[Dataset entries]
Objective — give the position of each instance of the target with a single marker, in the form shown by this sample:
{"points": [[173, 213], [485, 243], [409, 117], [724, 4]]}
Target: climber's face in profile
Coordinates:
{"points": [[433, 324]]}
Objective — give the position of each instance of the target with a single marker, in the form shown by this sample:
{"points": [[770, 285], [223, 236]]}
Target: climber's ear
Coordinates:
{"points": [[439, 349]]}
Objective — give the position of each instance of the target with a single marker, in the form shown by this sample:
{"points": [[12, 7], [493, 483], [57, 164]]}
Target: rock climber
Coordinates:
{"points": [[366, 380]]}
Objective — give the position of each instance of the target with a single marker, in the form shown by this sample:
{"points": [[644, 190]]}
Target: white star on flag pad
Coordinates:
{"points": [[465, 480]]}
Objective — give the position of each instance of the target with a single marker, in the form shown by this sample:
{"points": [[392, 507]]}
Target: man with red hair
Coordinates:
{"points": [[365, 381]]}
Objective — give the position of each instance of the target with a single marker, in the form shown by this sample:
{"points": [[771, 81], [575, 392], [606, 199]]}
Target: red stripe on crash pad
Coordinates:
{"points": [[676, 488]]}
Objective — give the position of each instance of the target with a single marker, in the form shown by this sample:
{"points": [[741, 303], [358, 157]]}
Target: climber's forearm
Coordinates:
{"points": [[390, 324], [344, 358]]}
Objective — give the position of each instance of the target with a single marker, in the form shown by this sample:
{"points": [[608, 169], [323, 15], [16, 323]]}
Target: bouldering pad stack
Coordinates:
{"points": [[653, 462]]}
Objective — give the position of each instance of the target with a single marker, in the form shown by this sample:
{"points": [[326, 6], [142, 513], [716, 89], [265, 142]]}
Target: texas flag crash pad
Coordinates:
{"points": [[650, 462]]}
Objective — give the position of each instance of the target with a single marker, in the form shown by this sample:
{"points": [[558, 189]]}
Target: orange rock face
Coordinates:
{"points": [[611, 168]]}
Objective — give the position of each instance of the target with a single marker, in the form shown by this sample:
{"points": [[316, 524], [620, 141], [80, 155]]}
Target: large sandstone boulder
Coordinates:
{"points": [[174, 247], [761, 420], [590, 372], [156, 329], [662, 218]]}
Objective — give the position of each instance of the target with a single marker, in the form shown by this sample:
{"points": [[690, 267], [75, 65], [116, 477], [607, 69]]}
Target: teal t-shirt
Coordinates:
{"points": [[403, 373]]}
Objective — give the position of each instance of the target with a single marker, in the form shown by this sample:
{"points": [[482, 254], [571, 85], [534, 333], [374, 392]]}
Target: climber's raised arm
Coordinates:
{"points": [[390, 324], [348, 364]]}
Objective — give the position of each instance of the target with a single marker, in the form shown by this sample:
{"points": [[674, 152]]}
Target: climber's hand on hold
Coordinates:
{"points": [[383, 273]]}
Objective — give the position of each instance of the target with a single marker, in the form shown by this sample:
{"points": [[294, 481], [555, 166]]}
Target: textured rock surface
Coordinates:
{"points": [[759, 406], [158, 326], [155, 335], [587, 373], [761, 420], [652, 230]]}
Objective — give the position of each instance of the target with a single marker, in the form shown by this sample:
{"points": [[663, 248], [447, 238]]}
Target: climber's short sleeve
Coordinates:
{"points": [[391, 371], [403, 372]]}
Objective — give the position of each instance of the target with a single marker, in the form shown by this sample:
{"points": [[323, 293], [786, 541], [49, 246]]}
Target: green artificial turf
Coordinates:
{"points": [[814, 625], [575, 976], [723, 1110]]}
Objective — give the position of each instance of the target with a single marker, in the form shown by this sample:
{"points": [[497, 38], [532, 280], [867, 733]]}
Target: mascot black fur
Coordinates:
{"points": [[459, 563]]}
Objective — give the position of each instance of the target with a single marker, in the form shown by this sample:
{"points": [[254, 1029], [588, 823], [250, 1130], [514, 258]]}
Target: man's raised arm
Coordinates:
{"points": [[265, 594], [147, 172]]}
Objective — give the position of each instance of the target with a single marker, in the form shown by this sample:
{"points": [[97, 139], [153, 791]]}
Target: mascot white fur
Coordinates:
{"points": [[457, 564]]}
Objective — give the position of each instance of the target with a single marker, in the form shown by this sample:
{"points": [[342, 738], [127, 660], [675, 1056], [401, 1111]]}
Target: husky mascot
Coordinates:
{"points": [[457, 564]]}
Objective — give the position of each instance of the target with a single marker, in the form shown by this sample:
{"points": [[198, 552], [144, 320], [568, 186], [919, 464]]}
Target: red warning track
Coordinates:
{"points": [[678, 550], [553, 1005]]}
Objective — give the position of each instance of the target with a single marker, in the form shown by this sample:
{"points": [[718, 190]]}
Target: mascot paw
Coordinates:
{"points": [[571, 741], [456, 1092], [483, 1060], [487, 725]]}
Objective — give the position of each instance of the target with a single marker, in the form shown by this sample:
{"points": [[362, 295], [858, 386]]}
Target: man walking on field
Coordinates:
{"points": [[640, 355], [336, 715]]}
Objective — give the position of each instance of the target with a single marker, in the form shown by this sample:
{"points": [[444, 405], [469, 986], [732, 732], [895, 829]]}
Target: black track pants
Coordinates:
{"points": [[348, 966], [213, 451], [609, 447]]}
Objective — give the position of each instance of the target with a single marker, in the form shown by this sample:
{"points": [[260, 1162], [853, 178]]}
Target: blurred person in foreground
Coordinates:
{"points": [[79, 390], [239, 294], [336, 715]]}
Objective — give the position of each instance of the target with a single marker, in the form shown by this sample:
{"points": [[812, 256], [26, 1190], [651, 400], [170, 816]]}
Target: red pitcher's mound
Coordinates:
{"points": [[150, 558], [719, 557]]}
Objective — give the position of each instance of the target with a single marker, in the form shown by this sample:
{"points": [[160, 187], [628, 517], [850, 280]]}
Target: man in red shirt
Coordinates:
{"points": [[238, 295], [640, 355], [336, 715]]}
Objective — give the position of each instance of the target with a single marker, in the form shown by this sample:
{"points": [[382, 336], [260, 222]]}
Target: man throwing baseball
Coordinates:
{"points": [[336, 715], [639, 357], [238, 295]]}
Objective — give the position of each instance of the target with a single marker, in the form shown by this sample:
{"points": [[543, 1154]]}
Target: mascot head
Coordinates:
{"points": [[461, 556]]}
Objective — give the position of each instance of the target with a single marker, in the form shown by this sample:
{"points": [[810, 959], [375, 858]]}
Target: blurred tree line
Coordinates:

**Work request:** Print the entries above exactly as they were written, down to the last line.

**Finished task:**
Objective — give the position of each instance of the target with a single marker, in the form shown by this sample:
{"points": [[173, 213], [485, 243], [409, 117], [724, 4]]}
Target: climber's face in profile
Coordinates:
{"points": [[433, 324]]}
Objective — give the position of each instance of the target with a single marker, in the form shown by this sample:
{"points": [[770, 285], [223, 236]]}
Target: climber's ear
Coordinates:
{"points": [[439, 349]]}
Objective — give the position of each instance of the target with a single marker, in the form shown by this sample:
{"points": [[12, 7], [493, 483], [57, 164]]}
Target: rock climber
Coordinates:
{"points": [[366, 380]]}
Objective — give the position of each instance of the target with a single marker, in the form shown by this sample:
{"points": [[644, 190]]}
Target: white star on flag pad
Coordinates:
{"points": [[465, 480]]}
Objective — give the position of each instance of the target with a single marker, in the form shown by this sample:
{"points": [[392, 507]]}
Target: man with red hair
Coordinates:
{"points": [[365, 381]]}
Objective — give the position of each instance of the target with a single marker, in the form shown by this sample:
{"points": [[771, 81], [575, 392], [606, 199]]}
Target: red stripe on crash pad
Coordinates:
{"points": [[676, 488]]}
Objective — give the position of each instance of the target with a single marker, in the form shown by this sample:
{"points": [[741, 303], [358, 157]]}
Target: climber's forearm
Coordinates:
{"points": [[390, 324], [344, 358]]}
Objective — give the position of each instance of the target with a single marker, in the form shown by this sample:
{"points": [[608, 169], [323, 15], [16, 323]]}
Target: bouldering pad stack
Coordinates:
{"points": [[653, 462]]}
Objective — give the position of each instance of the target with a single marker, in the form shown by this sample:
{"points": [[326, 6], [142, 513], [716, 89], [265, 142]]}
Target: texas flag crash pad
Coordinates:
{"points": [[650, 462]]}
Objective — give the position of each instance of the target with a single marker, in the form shown by this sample:
{"points": [[558, 189]]}
Target: orange rock face
Coordinates:
{"points": [[611, 168]]}
Objective — give the position of each instance of the target with a single marker, in the form shown by this sample:
{"points": [[316, 524], [620, 141], [80, 155]]}
Target: large sandstone boulder
Coordinates:
{"points": [[174, 247], [761, 420], [590, 372], [156, 329], [662, 218]]}
Objective — give the position of each instance of the target with a single marker, in the form shown by this sample:
{"points": [[690, 267], [75, 65], [116, 477], [607, 69]]}
Target: teal t-shirt
Coordinates:
{"points": [[403, 373]]}
Objective — give the position of each instance of the target with a single marker, in the form shown by this sample:
{"points": [[482, 254], [571, 85], [534, 333], [374, 392]]}
Target: climber's raised arm
Coordinates:
{"points": [[390, 324], [348, 364]]}
Objective — give the position of each instance of the target with a single marker, in the form shown by this sample:
{"points": [[674, 152]]}
Target: climber's hand on hold
Coordinates:
{"points": [[383, 273]]}
Objective — give the position of each instance of the target with a single marker, in the form shown by this sample:
{"points": [[294, 481], [555, 166]]}
Target: textured rock surface
Coordinates:
{"points": [[759, 406], [158, 326], [155, 335], [587, 373], [761, 420], [652, 230]]}
Objective — give the position of each instance of the target with a single marker, in the form shown by this sample:
{"points": [[663, 248], [447, 238]]}
Target: climber's short sleeve
Coordinates:
{"points": [[391, 371], [403, 372]]}
Objective — give the position of each instance of the target with a single marker, in the form shown by this sample:
{"points": [[323, 293], [786, 541], [49, 246]]}
Target: green artificial turf
Coordinates:
{"points": [[814, 625], [575, 976], [723, 1110]]}
Objective — give the position of each instance of the target with a single marker, in the form shown by this sample:
{"points": [[497, 38], [532, 280], [867, 733]]}
Target: mascot black fur
Coordinates:
{"points": [[459, 563]]}
Objective — give the position of each instance of the target with a single marker, in the form shown by this sample:
{"points": [[254, 1029], [588, 823], [250, 1130], [514, 258]]}
Target: man's raised arm
Coordinates:
{"points": [[265, 594], [147, 172]]}
Objective — give the position of each instance of the target with a single marker, in the form shown by this sample:
{"points": [[97, 139], [153, 791]]}
Target: mascot white fur
Coordinates:
{"points": [[457, 564]]}
Objective — give the position of each instance of the target with a single marker, in the form shown by this sample:
{"points": [[342, 738], [127, 660], [675, 1056], [401, 1111]]}
Target: husky mascot
Coordinates:
{"points": [[457, 564]]}
Objective — give the position of each instance of the target with a single marker, in the form shown by this sample:
{"points": [[198, 552], [144, 320], [568, 186], [919, 464]]}
Target: red warning track
Coordinates:
{"points": [[678, 550], [553, 1005]]}
Objective — give the position of each instance of the target with a single marker, in the form shown by this sample:
{"points": [[718, 190]]}
Target: mascot paw
Coordinates:
{"points": [[571, 741], [456, 1092], [483, 1060], [487, 725]]}
Objective — give the position of each instance of the target with a single marker, in the form shown by this sample:
{"points": [[362, 295], [858, 386]]}
Target: man walking on field
Coordinates:
{"points": [[640, 355], [336, 715]]}
Objective — give the position of each instance of the target with a single marker, in the form shown by this sample:
{"points": [[444, 405], [469, 986], [732, 732], [895, 829]]}
Target: black track pants
Coordinates:
{"points": [[348, 966], [213, 451], [609, 447]]}
Objective — give the position of each instance of the target with a single marker, in the form shown by this sample:
{"points": [[260, 1162], [853, 178]]}
Target: blurred person in foreground
Coordinates:
{"points": [[79, 390], [239, 294], [336, 715]]}
Objective — give the position of each instance of the target with a single marker, in the form shown by this sample:
{"points": [[812, 256], [26, 1190], [651, 400], [170, 816]]}
Target: red pitcher's mound
Coordinates:
{"points": [[150, 558], [719, 557]]}
Objective — give the position of each instance of the target with a single marker, in the form shown by this sample:
{"points": [[160, 187], [628, 517], [850, 280]]}
Target: man in red shirt
Coordinates:
{"points": [[238, 295], [640, 355], [336, 715]]}
Objective — give the position of each instance of the target with a single marker, in the form shown by this sample:
{"points": [[382, 336], [260, 222]]}
Target: man throwing baseball
Coordinates:
{"points": [[336, 715], [639, 357], [238, 295]]}
Objective — give the position of each instance of the target with a single marker, in the form shown by this sample:
{"points": [[543, 1154]]}
Target: mascot head
Coordinates:
{"points": [[461, 556]]}
Objective — give the position of each instance of the target with a single marker, in the form shown by this sample:
{"points": [[810, 959], [375, 858]]}
Target: blurred tree line
Coordinates:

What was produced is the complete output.